Begin Article

The Constitution of 3 May was the culmination of the work of the Great Parliament which had been in almost constant session for the past three years. The extensive reform programme of that Parliament had been conceived by the King as a corollary to his intended revision of the Republic’s humiliating relationship with its neighbors. Ever since the disaster of the First Partition of 1772, he had been hoping to re-establish an independent position in foreign affairs, and, after the death of Frederick the Great in 1786, and the succession of a more sympathetic Prussian King, he had felt things moving his way. In 1787, when he met the Empress Catherine at a galley on the Dnieper at Kaniów, he had urged the Russians to accept Poland-Lithuania as a genuine partner and ally. He had hoped to put an end to the decades of chaos and resentment resulting from Russia’s constant interference in the Republic’s affairs. At Kaniów, however, he had received a rude shock. The Empress turned him down flat - indicating that she had no interest either in a reformed Poland or in a Polish alliance. She wanted Poland-Lithuania to remain a Russian protectorate. But the parliamentary reform programme went ahead regardless. From the start, therefore, the work of the reformers proceeded in defiance of Russia’s wishes, and was seen by all concerned as a process designed to shake off Russian domination of Poland. The recovery of independence, desired by the King and reformers, but opposed by a clique of pro-Russian magnates, lay at the center of the operation.
At the same time the Great Parliament had been turned into a confederation, so that it could operate by majority voting. This procedure was aimed at defeating the liberum veto, the nefarious practice retained at Russian insistence ever since 1717, and regularly used by St. Petersburg’s Polish agents to block unwelcome changes. The liberum veto was cynically recalled by Russian and Prussian propaganda as evidence of Poland’s unfitness to govern itself. In reality, it had only survived thanks to the treaties of guarantee which had held the Republic in subjection for seventy years.
Logically enough, the first celebration of the Constitution took place on the first anniversary, that is on 3 May 1792. The streets of Warsaw were lined with troops in gala uniforms. The bands and banners of the city guilds supplied the music and the decorations. A procession to the Church of the Holy Cross was headed by ministers, senators, and by delegations from distant towns and palatinates. Amidst the ringing of bells, and shouts of Vivac rex, and patriotic songs, the King arrived in a crystal coach to deliver his speech: “Prawcdziwy i jedyny cel utworzenia nowej formy rządu nie był inny, tylko żeby, ile po ludzku być może, wszyscy narodu polskiego współziomkowie równie byli uczescnikami udziahi wolnośći i ubezpieczenia własnoŚci swoich...” (The real and exclusive aim of this new form of government was none other than to ensure, as far as is humanly possible, that all fellow-citizens of the Polish nation should in equal measure share in the common liberties and the security of their property.)

End Article
Begin Dataset excerpt

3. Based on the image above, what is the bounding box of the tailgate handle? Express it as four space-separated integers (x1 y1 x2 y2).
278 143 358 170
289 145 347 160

End Dataset excerpt

What is asked =>
1 > From the passage on the Constitution of 3 May, list every year that appears as a four-digit number, in the order it occurs.
2 > Please rewrite part of the passage on the Constitution of 3 May, beginning at the words "At the same" and stopping after "for seventy years.", swapping in "free veto" wherever "liberum veto" occurs.

Per-task answers =>
1 > 1772, 1786, 1787, 1717, 1792

2 >
At the same time the Great Parliament had been turned into a confederation, so that it could operate by majority voting. This procedure was aimed at defeating the free veto, the nefarious practice retained at Russian insistence ever since 1717, and regularly used by St. Petersburg’s Polish agents to block unwelcome changes. The free veto was cynically recalled by Russian and Prussian propaganda as evidence of Poland’s unfitness to govern itself. In reality, it had only survived thanks to the treaties of guarantee which had held the Republic in subjection for seventy years.